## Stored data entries

□ □ □

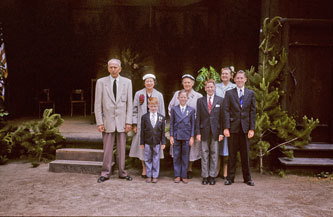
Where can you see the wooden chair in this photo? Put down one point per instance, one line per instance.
(45, 101)
(77, 97)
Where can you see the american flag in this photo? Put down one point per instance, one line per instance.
(3, 65)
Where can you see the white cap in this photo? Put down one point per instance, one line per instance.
(148, 76)
(188, 76)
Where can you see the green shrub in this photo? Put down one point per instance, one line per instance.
(40, 139)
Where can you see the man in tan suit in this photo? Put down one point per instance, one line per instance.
(113, 112)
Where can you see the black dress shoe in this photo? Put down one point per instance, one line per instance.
(189, 174)
(228, 182)
(204, 181)
(250, 183)
(102, 179)
(128, 178)
(212, 181)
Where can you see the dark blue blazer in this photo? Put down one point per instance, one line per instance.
(235, 116)
(182, 124)
(150, 135)
(209, 122)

□ □ □

## TASK BRIEF
Copy, without any change, the run of lines from the one with "Where can you see the man" through the end of the entries above.

## REPLY
Where can you see the man in tan suit in this photo? Put down one point per instance, one line per instance.
(113, 112)
Where can you see the black dress shoe in this photo? Put down one point per instance, one line per instance.
(189, 174)
(228, 182)
(204, 181)
(250, 183)
(102, 179)
(128, 178)
(212, 181)
Where can you see the dark blue blazer in this photo? Put down one point per instance, one line per instance.
(235, 116)
(182, 124)
(150, 135)
(209, 122)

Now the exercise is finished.